## Task
Starting with the first line and ending with the last, transcribe the data exactly.

## Input records
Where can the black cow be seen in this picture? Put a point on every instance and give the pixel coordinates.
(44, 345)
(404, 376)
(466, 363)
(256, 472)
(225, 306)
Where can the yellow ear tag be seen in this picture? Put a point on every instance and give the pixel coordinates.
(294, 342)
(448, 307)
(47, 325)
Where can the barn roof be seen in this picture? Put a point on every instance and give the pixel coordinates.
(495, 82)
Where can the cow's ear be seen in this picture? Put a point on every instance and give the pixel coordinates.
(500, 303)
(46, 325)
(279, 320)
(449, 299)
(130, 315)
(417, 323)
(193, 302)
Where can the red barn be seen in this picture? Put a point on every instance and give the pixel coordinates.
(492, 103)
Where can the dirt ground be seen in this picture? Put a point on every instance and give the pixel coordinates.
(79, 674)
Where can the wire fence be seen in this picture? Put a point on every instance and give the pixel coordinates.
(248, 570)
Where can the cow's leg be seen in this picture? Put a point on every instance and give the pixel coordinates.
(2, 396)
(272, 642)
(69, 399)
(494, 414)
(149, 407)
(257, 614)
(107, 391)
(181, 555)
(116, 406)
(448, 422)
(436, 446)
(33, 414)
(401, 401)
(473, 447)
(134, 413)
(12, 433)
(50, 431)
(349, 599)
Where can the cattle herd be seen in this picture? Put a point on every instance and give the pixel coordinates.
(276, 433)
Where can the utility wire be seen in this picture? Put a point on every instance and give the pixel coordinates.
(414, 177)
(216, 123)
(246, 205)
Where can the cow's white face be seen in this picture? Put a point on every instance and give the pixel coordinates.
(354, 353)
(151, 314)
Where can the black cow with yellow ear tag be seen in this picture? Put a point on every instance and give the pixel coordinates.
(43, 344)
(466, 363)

## Answer space
Where can the black cow be seen in this picture? Put a point on every instance and give the pixel coordinates.
(44, 345)
(404, 376)
(466, 363)
(256, 472)
(225, 306)
Where can the yellow ear tag be seen in this picture? Put a point on every instance and give the pixel coordinates.
(294, 342)
(448, 307)
(47, 325)
Where can the barn roof be seen in this picture? Put a point on every instance and give the pixel coordinates.
(495, 82)
Where can the cow's ear be seen in this picture? Put a point on every instance and give the pixel coordinates.
(500, 303)
(46, 325)
(279, 320)
(449, 299)
(130, 315)
(417, 323)
(193, 302)
Where can the red barn be seen in this picture? Put a point on every instance and give the pixel coordinates.
(492, 103)
Where can the dirt ground be seen in this picture? Put a point on every instance and give the pixel coordinates.
(79, 674)
Where can the wire fence be seen in this picture? Put a point on every instance and give the pixel coordinates.
(248, 570)
Where can the cow's leg be seen in this picture? Put a point on every instance and give the pixel coordinates.
(2, 396)
(272, 642)
(69, 399)
(494, 414)
(149, 407)
(257, 614)
(107, 391)
(181, 555)
(116, 406)
(448, 422)
(436, 446)
(33, 414)
(401, 401)
(473, 447)
(134, 413)
(12, 433)
(50, 431)
(349, 599)
Where can the cattle herd be seen in this picture? Put a point on every instance and give the pixel coordinates.
(276, 433)
Where can the utility wire be seen in this picture? Put a point on every instance and give the pixel coordinates.
(414, 177)
(216, 123)
(246, 205)
Where can the cow's white face be seen in this picture? Put a point on every instance and give the pixel coordinates.
(354, 353)
(151, 314)
Where can the black cow with yellow ear tag be seen in this picture? Put a point on every instance and give the pixel coordinates.
(43, 344)
(466, 363)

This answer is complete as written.